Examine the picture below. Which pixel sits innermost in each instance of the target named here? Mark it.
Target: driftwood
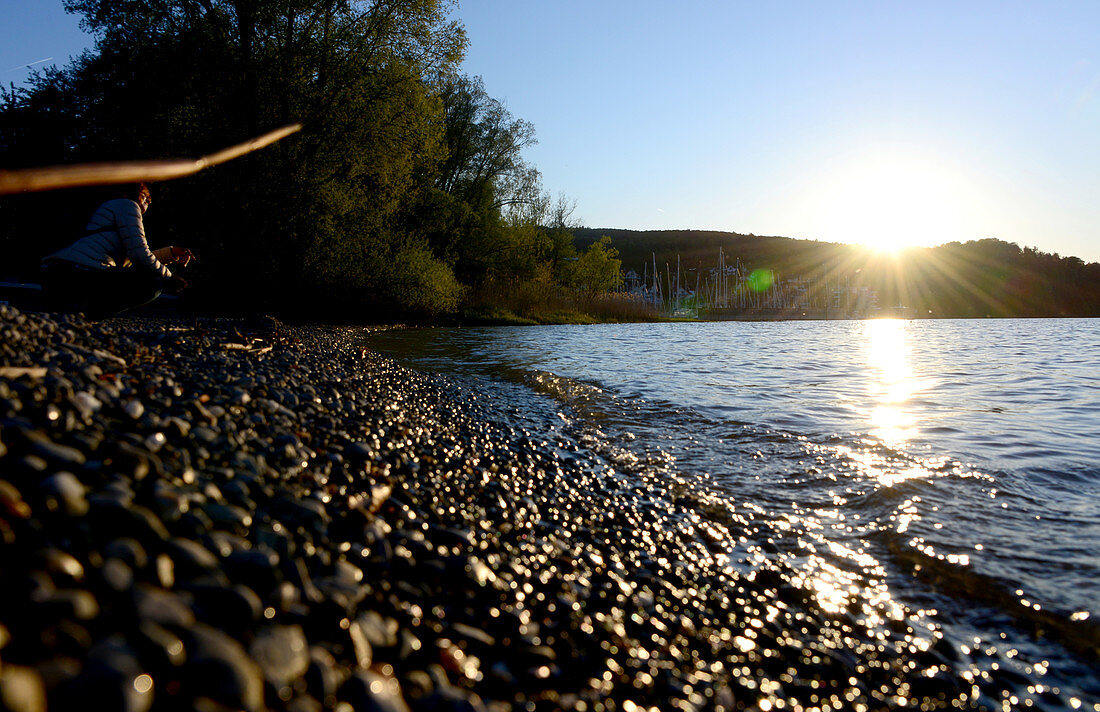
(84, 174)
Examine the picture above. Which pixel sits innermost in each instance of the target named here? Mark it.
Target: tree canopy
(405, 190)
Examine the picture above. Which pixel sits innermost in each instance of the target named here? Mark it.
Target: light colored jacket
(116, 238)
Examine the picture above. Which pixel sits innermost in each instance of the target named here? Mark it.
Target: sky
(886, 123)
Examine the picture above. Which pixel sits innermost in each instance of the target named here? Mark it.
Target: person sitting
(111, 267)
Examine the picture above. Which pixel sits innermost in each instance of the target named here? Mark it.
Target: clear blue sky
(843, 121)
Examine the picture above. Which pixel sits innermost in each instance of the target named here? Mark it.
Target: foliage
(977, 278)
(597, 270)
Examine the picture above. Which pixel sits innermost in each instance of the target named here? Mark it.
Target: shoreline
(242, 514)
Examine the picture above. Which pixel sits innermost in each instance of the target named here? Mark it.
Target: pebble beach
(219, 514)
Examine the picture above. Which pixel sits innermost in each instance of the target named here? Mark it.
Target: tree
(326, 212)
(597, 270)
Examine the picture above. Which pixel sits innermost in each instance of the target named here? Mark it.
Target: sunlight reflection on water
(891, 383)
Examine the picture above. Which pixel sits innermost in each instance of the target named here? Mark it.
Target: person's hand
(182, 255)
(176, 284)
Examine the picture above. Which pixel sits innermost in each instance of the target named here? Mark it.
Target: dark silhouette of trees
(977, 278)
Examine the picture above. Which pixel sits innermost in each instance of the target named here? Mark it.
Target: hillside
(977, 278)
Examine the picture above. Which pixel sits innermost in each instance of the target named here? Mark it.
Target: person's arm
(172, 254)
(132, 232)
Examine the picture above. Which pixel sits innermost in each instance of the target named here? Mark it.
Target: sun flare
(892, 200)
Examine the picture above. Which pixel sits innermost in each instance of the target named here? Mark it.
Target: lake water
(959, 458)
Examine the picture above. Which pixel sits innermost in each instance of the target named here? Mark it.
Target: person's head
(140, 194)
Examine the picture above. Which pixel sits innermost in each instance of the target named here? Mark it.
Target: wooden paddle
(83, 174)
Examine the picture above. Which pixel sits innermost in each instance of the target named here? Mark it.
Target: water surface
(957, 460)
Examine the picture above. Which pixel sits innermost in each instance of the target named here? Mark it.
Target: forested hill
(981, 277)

________

[THE TASK] Gather each line of the material above that contains the string "person" and copy it in full, treating case as significant.

[OUTPUT OF THE TASK]
Target: person sitting
Target: person's hand
Target: person's arm
Target: person's head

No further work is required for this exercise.